Retype everything in the listing, leaving each line exactly as it is.

• Stored entries:

···

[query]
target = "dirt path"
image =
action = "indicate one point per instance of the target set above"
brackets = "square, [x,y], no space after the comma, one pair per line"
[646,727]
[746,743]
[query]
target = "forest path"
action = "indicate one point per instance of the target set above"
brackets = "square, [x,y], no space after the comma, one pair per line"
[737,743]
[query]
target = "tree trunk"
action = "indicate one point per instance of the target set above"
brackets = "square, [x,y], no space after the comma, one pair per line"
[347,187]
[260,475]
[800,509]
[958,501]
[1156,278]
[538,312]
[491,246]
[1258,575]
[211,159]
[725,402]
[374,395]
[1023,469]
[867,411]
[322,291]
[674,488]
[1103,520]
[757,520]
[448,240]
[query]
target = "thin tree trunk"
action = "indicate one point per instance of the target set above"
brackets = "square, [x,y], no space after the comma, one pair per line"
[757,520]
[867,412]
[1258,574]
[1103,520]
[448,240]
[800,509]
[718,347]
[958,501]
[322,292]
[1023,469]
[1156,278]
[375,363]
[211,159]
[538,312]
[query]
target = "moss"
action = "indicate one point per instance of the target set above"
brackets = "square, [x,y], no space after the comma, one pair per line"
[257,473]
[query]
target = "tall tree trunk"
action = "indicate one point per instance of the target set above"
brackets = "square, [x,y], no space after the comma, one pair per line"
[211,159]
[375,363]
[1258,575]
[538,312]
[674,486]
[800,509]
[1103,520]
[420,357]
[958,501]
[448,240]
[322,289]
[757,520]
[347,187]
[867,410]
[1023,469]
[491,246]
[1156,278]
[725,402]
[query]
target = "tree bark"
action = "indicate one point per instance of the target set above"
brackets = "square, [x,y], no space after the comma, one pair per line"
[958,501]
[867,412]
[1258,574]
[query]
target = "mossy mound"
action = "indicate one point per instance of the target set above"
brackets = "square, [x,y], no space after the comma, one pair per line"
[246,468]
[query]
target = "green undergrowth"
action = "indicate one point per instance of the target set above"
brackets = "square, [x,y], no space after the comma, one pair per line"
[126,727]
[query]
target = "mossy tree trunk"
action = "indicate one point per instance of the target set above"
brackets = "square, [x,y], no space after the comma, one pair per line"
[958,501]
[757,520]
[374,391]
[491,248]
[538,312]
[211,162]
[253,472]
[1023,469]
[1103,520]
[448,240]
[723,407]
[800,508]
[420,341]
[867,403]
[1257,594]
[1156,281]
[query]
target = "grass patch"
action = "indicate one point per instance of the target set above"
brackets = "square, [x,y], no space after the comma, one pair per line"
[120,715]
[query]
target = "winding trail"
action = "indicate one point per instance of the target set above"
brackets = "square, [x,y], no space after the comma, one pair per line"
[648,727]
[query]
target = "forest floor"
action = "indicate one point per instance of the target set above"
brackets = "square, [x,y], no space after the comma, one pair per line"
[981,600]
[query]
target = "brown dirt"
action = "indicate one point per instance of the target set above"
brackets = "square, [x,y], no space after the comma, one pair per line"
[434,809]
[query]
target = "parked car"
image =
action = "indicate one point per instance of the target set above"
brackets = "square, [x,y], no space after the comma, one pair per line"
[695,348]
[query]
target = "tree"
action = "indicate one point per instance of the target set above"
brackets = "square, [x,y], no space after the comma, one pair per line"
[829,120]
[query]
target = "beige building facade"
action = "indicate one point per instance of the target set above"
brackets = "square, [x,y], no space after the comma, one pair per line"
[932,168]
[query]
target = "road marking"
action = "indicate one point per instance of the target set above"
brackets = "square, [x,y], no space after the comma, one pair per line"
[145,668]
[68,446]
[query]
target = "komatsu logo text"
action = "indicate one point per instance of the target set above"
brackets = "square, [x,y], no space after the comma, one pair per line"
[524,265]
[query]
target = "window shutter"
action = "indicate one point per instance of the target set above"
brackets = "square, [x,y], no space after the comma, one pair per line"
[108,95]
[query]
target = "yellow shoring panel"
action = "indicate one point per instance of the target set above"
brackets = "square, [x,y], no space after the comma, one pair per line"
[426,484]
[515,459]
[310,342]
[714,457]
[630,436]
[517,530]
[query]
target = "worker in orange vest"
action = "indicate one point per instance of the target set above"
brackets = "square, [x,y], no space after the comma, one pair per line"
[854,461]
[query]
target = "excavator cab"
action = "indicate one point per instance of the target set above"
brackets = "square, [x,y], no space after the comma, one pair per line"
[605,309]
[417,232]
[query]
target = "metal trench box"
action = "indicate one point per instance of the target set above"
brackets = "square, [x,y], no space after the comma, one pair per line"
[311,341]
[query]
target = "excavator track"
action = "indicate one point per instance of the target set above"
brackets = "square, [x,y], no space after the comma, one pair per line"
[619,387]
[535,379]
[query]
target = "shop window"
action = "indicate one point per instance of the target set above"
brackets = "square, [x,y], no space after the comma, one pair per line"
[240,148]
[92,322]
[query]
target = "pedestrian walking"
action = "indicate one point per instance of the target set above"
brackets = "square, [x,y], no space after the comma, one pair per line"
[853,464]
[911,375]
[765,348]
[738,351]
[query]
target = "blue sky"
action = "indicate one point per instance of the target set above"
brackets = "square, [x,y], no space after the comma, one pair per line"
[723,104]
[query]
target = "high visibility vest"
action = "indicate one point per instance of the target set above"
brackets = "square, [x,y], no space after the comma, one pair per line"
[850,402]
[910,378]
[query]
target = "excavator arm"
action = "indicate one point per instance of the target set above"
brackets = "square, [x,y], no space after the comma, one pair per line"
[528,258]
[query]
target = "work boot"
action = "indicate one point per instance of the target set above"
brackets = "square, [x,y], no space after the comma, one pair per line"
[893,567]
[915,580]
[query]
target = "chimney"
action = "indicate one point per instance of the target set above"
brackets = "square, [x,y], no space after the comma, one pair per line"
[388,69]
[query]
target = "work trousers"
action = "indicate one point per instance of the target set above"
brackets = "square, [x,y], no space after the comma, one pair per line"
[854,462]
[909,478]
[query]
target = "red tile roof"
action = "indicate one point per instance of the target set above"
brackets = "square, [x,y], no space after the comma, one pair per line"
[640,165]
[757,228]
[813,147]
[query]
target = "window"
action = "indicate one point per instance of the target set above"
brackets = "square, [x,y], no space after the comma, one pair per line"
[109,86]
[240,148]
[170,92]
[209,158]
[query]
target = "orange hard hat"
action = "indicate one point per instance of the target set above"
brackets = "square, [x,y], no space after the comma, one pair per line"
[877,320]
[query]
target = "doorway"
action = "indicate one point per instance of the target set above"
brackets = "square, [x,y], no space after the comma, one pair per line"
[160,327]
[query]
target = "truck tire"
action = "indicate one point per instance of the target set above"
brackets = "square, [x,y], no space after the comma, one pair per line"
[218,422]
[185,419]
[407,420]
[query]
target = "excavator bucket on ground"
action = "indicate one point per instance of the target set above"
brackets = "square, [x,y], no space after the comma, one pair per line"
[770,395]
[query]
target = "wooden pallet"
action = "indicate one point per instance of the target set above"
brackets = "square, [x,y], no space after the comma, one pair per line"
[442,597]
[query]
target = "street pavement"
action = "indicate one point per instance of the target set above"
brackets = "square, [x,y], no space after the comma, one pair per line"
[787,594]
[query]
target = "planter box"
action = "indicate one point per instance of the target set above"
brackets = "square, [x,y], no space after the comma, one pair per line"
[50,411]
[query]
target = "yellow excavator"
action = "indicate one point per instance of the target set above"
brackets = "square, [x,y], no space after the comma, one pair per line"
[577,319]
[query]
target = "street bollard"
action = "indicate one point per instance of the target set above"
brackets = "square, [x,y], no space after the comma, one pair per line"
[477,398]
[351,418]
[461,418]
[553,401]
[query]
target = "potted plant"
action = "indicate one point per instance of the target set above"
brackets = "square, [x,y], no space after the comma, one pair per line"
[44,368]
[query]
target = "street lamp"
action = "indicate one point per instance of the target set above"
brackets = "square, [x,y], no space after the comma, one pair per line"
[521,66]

···

• Output for this task:
[query]
target = "dirt path"
image =
action = "indicate one point per instance of the target set above"
brackets = "square, [x,y], no space after the comma, one pair per line"
[646,727]
[746,743]
[query]
target = "forest path"
action = "indicate one point per instance of the target set above"
brackets = "square, [x,y], no space after the comma, one pair per line"
[737,743]
[query]
target = "tree trunk"
action = "indicate one point per instance of the target set above"
brackets = "square, [x,y], no space after the comma, one pair per line"
[347,187]
[260,475]
[800,509]
[958,501]
[1156,278]
[538,312]
[491,246]
[1258,575]
[211,159]
[725,402]
[374,395]
[1023,469]
[867,411]
[322,291]
[674,488]
[1103,520]
[757,520]
[448,240]
[query]
target = "thin tree trunk"
action = "indicate one point per instance of the target set above"
brackets = "square, [x,y], no space after the comma, one pair per line"
[757,520]
[867,412]
[1258,574]
[1103,520]
[448,240]
[800,509]
[718,347]
[958,501]
[322,292]
[1023,469]
[1156,278]
[375,363]
[211,159]
[538,312]
[query]
target = "moss"
action = "indicate one point per instance of the target set above"
brackets = "square, [x,y], no space after the comma, one pair per line"
[257,473]
[query]
target = "tall tree trunk"
action = "indicate one point per instance of the target set above"
brackets = "square, [x,y], no space after the comma, one pair per line"
[211,159]
[375,363]
[1258,575]
[538,312]
[674,486]
[800,509]
[1103,520]
[420,357]
[958,501]
[448,240]
[322,289]
[757,520]
[347,187]
[867,410]
[1023,469]
[491,246]
[1156,278]
[725,402]
[query]
target = "tree bark"
action = "indicate one point per instance of the target set above"
brackets = "square, [x,y], no space after the comma, one pair per line"
[958,501]
[867,412]
[1258,574]
[query]
target = "mossy mound"
action = "indicate one point per instance of the target set above"
brackets = "square, [x,y], no space after the comma, one pair per line"
[246,468]
[query]
target = "green undergrowth"
action = "indicate one point per instance of the target set above"
brackets = "square, [x,y], no space after the comma, one pair per line"
[126,727]
[query]
target = "mossy tree trunk"
action = "indicate one point per instance of the target set above"
brackets = "square, [x,y], no space after the comma, one pair per line"
[958,501]
[757,520]
[374,391]
[491,248]
[538,312]
[211,162]
[253,472]
[1023,469]
[1103,520]
[448,240]
[723,407]
[800,508]
[420,341]
[867,403]
[1257,594]
[1156,281]
[query]
target = "grass patch"
action = "indicate one point per instance of the target set above"
brackets = "square, [x,y], no space after the comma, one pair per line"
[120,715]
[query]
target = "winding trail"
action = "indicate one point per instance of the target set above"
brackets = "square, [x,y], no space after the comma, one pair per line"
[648,727]
[query]
target = "forest floor"
action = "indicate one point per instance of the target set above"
brackets = "square, [x,y], no space after the comma, one pair per line"
[981,600]
[query]
target = "brown dirt"
action = "indicate one point per instance of the target set above"
brackets = "square, [x,y], no space after the comma, one pair per line"
[434,809]
[query]
target = "parked car"
image =
action = "indicate one point per instance of the target set above"
brackets = "square, [x,y], no space after the comma, one pair per line"
[695,348]
[query]
target = "tree"
action = "indicate one point per instance of the target set above"
brackets = "square, [x,y], no space after the comma, one pair per line"
[829,120]
[query]
target = "beige building facade"
action = "indicate one point per instance of the target set above"
brackets = "square, [x,y], no space after the comma, one pair per line"
[932,168]
[query]
target = "road marking"
action = "indicate one point per instance of the target set above"
brackets = "square, [x,y], no space after the comma, one pair per line"
[145,668]
[68,446]
[query]
target = "komatsu logo text"
action = "indicate one point per instance of the target set above"
brackets = "square, [x,y], no space after the comma, one pair per line"
[524,265]
[query]
target = "window shutter"
action = "indicate one point per instance of the target set above"
brackets = "square, [x,y], no space after the comma, one pair per line"
[108,95]
[query]
target = "yellow shoring panel"
action = "indicate one point per instance of the target set above"
brackets = "square, [x,y], no space after the comma, one pair per line"
[426,484]
[515,459]
[310,342]
[714,457]
[630,436]
[517,530]
[query]
target = "worker in orange vest"
action = "indicate one point per instance of the target set above"
brackets = "square, [x,y], no space after the comma, one pair per line"
[854,461]
[query]
target = "excavator cab"
action = "indicate one point per instance of the target set above"
brackets = "square, [x,y], no space after the comma, one pair per line"
[605,309]
[417,232]
[query]
target = "metal trench box"
action = "indicate one point per instance of the target set above"
brackets = "square, [x,y], no space after the comma, one pair per line"
[311,341]
[query]
target = "excavator track"
action = "indicate one point per instance of the target set above"
brackets = "square, [x,y], no space after the comma, one pair per line"
[619,387]
[535,379]
[query]
target = "shop window"
action = "indicate one point per instance of the target set above"
brackets = "square, [x,y], no space after the comma, one pair per line"
[240,148]
[92,322]
[query]
target = "pedestrian walking"
action = "indicate one point per instance of the target set above"
brackets = "square, [x,y], no space after the comma, one pair per line"
[853,464]
[911,375]
[765,348]
[738,351]
[query]
target = "blue sky"
action = "indicate one point per instance of the target set above"
brackets = "square, [x,y], no space after the comma, one pair per line"
[723,104]
[query]
target = "high visibility vest"
action = "indicate one point per instance of the target set above"
brackets = "square, [x,y], no space after the comma, one pair per line"
[850,402]
[910,378]
[query]
target = "excavator arm"
action = "indicate one point per instance of the target set above"
brackets = "square, [x,y], no space after the comma, one pair per line"
[528,258]
[query]
target = "work boot"
action = "indicate one point per instance of the target set above"
brackets = "square, [x,y], no space after the comma, one pair per line"
[893,567]
[915,580]
[query]
target = "chimney"
action = "indicate one point per instance of the target set above"
brackets = "square, [x,y], no space after the comma, one pair per line"
[388,69]
[query]
target = "work trousers"
action = "indicate one point per instance of the target set above"
brackets = "square, [x,y], no space after the comma, one pair per line"
[854,462]
[909,478]
[query]
target = "red tile roof"
action = "indicate one point per instance of the target set above"
brackets = "square, [x,y], no space after the comma, one pair per line"
[640,165]
[757,228]
[813,147]
[query]
target = "window"
action = "indicate one point per instance of the target set above"
brackets = "square, [x,y], no space after the comma, one pair per line"
[109,86]
[240,148]
[170,92]
[209,158]
[query]
target = "orange hard hat"
action = "indicate one point per instance of the target set above"
brackets = "square, [x,y], no space after the comma, one pair per line"
[877,320]
[query]
target = "doorway"
action = "indicate one point per instance of the target set above"
brackets = "square, [x,y], no space after the comma, one pair per line"
[160,327]
[query]
target = "truck tire"
action = "indicate one point per instance of the target set above"
brackets = "square, [x,y], no space after the comma, one pair per line"
[218,422]
[185,419]
[407,420]
[query]
target = "excavator bucket on ground"
action = "indicate one point per instance of the target set above"
brackets = "square, [x,y], no space after the comma, one pair per line"
[770,395]
[query]
target = "wooden pallet"
action = "indicate one point per instance of the target set above"
brackets = "square, [x,y], no space after the comma, one pair per line"
[442,597]
[query]
target = "street pavement"
action = "indicate one point per instance of the target set above"
brackets = "square, [x,y], no space after the comma, one pair per line"
[787,594]
[query]
target = "planter box"
action = "indicate one point per instance of the target set above"
brackets = "square, [x,y], no space after the comma, one pair per line"
[50,411]
[query]
target = "yellow excavator"
action = "indicate one point per instance of the target set above"
brackets = "square, [x,y], no space after the comma, one pair per line"
[577,319]
[query]
target = "street bollard"
action = "indicate one point per instance of the target set above"
brackets = "square, [x,y], no space after the comma, one pair per line"
[477,398]
[351,418]
[461,418]
[553,401]
[query]
target = "potted plant"
action = "indicate one point per instance of the target set above"
brackets = "square, [x,y], no space after the comma, one pair per line"
[44,368]
[query]
target = "street lamp"
action = "indicate one point per instance of the target set above"
brackets = "square, [x,y], no space after the comma, one pair per line"
[521,66]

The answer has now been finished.